Cellranger: Follow the instructions on the 10xGenomics installation support page to install cellranger and to include it into the PATH. Webpage: https://support.10xgenomics.com/single-cell-gene-expression/software/pipelines/latest/installation
STAR as open source alternative to Cellranger. For installation, follow the instructions in the excellent STAR documentation and include it in your PATH.
STAR of version 2.7.9a or above is recommended (2.7.10a is the latest and greatest, as of August’22). The newest update includes the ability to correctly process multi-mapping reads, and adds many important options and bug fixes.
In order to use settings that closely mimic those of Cell Ranger v4 or above (see explanations below, particularly –clipAdapterType CellRanger4 option), STAR needs to be re-compiled from source with make STAR CXXFLAGS_SIMD=”-msse4.2” (see this issue for more info). If you get the Illegal instruction error, that’s what you need to do.
You can also use the command line to check if cellranger
has been successfully installed.
!cellranger --version
cellranger cellranger-7.1.0
STARsolo is invoked through the STAR
command line
!STAR --version
2.7.11b
Note
In the workflow of microcat, we assume that users have already added cellranger
and STAR
to the environment variables, and use the software by calling the command line of cellranger
and STAR
.
In the future, microcat will support user-defined software paths, such as calling the software after using module load in a high-performance computing cluster.
Adapting/Integrating rules in Snakemake#
Snakemake is a Python-based workflow management system for building and executing pipelines. A pipeline is made up of “rules” that represent single steps of the analysis. In a yaml config file parameters and rule-specific input can be adjusted to a new analysis without changing the rules. In a “master” snake file the desired end points of the analysis are specified. With the input and the desired output defined, Snakemake is able infer all steps that have to be performed in-between.
------------------------
REQUIRED WORK:
1. Decide whether each statement (a) to (c) agrees with the microcat setup text. Answer yes or no for each, and quote the words of the text that decide it. (a) STAR of version 2.7.9a or higher is recommended. (b) microcat already supports user-defined software paths. (c) In Snakemake, the desired end points of the analysis are specified in the yaml config file.
2. According to the microcat setup text, what is a Snakemake pipeline made up of?
3. Write the next part of the microcat setup text, starting after its last sentence.
------------------------
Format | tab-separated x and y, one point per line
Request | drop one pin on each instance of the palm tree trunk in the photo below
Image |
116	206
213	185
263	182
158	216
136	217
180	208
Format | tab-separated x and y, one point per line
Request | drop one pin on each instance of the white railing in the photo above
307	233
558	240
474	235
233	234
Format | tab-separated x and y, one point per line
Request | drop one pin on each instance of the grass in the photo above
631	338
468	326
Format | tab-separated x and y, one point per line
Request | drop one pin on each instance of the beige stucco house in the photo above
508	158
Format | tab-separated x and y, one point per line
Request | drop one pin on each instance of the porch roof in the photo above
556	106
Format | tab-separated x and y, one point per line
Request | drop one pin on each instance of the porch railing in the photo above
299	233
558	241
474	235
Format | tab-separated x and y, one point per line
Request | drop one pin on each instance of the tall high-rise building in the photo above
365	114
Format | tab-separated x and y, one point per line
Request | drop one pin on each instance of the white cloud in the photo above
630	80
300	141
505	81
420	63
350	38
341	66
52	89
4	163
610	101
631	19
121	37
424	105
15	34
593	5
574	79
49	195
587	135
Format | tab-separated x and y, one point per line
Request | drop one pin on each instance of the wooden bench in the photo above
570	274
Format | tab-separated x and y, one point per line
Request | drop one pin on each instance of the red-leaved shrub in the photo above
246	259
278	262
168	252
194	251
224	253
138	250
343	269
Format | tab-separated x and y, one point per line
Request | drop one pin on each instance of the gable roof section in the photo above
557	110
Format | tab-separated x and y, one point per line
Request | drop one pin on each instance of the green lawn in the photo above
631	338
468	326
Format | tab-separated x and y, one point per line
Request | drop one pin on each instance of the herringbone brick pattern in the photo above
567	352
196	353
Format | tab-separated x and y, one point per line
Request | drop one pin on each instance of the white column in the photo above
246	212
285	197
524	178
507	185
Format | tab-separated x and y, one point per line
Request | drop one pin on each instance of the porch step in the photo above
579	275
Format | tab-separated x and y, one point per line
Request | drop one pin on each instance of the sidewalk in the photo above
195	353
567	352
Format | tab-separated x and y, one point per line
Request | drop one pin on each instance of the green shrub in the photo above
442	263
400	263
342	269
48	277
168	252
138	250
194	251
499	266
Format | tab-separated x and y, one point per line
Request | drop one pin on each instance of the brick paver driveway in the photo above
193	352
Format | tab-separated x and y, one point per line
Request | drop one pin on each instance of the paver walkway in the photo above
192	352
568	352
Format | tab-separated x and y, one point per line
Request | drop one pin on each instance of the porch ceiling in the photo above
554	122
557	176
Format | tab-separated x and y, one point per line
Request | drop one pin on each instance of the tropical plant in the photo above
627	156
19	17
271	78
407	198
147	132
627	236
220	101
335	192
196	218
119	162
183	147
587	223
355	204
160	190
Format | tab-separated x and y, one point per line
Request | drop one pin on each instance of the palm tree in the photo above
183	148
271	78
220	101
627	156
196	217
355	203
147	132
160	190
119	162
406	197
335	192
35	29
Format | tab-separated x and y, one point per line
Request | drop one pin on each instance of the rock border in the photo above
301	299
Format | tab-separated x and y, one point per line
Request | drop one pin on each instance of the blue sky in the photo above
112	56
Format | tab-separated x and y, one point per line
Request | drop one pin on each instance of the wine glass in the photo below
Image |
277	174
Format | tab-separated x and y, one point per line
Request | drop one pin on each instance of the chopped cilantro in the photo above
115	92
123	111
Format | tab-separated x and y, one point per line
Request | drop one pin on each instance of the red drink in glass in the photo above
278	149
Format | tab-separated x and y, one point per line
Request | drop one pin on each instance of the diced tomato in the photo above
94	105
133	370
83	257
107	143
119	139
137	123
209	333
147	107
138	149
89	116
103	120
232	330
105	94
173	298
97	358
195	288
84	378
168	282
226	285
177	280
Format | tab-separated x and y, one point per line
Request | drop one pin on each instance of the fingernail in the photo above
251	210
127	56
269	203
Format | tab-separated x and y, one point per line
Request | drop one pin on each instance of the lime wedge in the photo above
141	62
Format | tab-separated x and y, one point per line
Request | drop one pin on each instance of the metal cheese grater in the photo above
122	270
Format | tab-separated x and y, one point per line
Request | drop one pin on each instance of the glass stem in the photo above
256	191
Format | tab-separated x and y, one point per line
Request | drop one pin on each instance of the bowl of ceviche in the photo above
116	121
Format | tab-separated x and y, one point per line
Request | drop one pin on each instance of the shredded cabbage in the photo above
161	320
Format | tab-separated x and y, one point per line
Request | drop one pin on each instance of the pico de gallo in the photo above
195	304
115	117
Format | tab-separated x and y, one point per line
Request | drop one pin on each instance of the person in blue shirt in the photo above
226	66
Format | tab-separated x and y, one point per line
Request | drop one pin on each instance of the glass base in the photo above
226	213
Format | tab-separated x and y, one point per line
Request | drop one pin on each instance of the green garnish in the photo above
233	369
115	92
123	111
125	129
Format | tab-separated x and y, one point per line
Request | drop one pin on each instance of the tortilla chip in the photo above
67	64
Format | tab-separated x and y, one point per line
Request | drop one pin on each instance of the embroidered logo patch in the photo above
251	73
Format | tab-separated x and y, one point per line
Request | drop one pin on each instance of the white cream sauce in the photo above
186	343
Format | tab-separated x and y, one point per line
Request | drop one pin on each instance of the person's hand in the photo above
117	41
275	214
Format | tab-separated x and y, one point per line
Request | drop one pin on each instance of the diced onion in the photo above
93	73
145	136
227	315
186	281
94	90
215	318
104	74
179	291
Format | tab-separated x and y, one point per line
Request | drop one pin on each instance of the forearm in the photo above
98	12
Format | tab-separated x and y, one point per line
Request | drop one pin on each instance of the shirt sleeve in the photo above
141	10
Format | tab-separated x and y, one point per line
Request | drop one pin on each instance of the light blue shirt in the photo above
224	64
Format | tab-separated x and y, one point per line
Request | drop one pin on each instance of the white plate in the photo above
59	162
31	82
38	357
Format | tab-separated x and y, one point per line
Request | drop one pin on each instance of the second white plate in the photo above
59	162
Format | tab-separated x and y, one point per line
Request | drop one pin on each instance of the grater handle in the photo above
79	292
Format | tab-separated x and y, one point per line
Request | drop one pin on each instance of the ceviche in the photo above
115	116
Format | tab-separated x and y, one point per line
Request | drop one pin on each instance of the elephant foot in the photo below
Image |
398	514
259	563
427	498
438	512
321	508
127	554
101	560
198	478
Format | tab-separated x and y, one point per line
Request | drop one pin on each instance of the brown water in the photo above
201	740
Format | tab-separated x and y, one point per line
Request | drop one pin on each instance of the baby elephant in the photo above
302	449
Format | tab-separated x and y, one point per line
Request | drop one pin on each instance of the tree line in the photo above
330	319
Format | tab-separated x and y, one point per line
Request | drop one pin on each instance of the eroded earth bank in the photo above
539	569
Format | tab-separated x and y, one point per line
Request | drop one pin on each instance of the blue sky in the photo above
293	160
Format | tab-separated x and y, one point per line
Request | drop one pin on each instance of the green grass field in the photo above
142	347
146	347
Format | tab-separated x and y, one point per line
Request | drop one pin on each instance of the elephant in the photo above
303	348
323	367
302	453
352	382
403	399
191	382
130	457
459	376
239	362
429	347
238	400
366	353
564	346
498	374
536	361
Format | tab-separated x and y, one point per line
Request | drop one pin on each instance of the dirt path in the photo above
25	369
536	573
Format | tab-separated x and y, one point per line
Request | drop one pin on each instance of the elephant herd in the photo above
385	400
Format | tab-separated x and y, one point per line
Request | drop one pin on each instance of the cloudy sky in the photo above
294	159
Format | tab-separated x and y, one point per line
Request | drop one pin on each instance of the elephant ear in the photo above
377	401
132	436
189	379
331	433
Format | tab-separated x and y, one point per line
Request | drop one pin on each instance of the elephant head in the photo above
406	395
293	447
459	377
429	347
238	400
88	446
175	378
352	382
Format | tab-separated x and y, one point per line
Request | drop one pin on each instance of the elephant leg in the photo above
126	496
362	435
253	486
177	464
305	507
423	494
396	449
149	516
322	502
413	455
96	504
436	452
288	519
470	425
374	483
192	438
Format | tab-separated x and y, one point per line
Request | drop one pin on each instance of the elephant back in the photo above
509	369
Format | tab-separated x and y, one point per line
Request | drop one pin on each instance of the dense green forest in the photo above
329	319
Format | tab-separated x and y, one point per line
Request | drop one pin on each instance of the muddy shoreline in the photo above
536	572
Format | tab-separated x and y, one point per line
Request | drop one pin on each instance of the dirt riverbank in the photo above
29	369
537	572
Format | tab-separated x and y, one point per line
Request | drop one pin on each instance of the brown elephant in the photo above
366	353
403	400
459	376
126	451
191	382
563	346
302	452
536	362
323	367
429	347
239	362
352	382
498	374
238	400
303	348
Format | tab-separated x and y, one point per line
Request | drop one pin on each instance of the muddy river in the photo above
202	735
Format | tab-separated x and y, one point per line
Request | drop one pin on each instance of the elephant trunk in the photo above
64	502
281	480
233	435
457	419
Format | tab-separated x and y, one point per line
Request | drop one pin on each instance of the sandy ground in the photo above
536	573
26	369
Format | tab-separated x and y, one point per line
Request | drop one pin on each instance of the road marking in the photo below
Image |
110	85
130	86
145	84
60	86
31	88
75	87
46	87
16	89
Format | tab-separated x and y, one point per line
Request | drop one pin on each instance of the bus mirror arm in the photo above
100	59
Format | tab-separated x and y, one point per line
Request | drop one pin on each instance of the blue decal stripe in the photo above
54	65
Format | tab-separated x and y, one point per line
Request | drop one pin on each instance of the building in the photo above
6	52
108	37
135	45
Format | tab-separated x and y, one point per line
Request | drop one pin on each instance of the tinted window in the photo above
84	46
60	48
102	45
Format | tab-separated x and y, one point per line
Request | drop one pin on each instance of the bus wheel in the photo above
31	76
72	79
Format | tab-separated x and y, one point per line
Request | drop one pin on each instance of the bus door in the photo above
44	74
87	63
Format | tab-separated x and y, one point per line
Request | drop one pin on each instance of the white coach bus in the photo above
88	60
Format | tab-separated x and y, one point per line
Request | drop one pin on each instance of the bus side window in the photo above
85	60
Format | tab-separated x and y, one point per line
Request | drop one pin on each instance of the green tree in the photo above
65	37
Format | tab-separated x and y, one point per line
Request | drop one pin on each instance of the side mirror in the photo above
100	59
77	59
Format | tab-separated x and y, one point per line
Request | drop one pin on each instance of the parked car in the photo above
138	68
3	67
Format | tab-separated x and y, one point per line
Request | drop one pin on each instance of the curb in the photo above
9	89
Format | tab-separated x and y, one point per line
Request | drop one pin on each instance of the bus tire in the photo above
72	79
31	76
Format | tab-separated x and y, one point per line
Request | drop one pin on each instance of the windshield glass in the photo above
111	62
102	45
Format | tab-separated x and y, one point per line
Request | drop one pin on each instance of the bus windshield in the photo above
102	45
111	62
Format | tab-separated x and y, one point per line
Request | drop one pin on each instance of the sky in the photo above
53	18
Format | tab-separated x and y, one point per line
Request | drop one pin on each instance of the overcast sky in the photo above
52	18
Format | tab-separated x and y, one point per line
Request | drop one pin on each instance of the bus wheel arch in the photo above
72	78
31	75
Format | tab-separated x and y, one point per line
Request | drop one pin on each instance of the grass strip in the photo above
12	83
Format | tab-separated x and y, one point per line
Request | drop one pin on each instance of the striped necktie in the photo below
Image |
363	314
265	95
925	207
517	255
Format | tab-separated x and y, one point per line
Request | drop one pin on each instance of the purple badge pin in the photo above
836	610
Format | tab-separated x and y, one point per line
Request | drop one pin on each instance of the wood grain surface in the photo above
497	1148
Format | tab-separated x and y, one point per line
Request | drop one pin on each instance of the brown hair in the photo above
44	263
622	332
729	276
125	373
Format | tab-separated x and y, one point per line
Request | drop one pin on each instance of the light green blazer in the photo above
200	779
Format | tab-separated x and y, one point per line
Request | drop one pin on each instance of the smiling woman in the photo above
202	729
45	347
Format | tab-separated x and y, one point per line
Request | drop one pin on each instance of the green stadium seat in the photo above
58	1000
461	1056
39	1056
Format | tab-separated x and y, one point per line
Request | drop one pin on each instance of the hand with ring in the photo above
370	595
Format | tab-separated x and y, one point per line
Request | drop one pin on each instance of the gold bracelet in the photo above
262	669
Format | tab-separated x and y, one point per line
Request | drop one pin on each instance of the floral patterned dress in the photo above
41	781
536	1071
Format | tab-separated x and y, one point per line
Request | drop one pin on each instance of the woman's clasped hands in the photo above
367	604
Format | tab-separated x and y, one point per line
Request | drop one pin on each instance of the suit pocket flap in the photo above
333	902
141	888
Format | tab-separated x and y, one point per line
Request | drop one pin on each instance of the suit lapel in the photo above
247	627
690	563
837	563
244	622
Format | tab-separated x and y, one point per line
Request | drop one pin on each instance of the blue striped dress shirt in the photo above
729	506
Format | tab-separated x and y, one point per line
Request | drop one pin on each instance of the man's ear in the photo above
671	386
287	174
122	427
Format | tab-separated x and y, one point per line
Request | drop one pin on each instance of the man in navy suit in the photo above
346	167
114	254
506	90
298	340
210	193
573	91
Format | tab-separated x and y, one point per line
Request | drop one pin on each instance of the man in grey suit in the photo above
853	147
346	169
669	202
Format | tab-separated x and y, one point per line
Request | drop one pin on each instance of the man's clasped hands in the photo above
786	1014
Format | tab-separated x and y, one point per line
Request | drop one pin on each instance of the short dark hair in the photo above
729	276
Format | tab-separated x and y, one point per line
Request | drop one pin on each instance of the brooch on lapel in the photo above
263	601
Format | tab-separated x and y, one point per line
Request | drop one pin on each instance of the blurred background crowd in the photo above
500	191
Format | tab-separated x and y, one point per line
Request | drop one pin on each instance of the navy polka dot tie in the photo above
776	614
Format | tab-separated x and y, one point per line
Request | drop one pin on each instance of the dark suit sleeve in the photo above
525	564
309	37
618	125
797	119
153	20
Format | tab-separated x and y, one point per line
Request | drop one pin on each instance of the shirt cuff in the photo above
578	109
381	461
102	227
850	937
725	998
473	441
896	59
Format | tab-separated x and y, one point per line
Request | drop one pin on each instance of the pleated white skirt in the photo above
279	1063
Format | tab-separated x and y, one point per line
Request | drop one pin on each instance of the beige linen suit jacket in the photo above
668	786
------------------------
ANSWERS BY TASK:
1.
(a) Yes: "STAR of version 2.7.9a or above is recommended"
(b) No: "In the future, microcat will support user-defined software paths"
(c) No: "In a “master” snake file the desired end points of the analysis are specified."

2. A Snakemake pipeline is made up of "rules" that represent single steps of the analysis.

3.
To change one of the steps, e.g. to a different software tool, one can create a new rule, insert a new code block into the config file, and include the input/output directory of this step in the master snake file. It is important to make sure that the format of the input and output of each rule is compatible with the previous and the subsequent rule. For more detailed information please have a look at the excellent online documentation of Snakemake.
Install snakemake cluster profile#
Thanks to the organizational characteristics of snakemake itself, users can quickly download the corresponding cluster configuration files and configure and automate the task scheduling system. For details, see the snakemake documentation
Note
After snakemake 8.0, the cluster call interface was changed to use the plugin mode. At present, microcat does not yet support this mode, so microcat only adapts to snakemake > 7 <8 versions.
We recommend users to use the snakemake profile generic profile, which can configure dynamic tasks according to the resource requirements of different task nodes.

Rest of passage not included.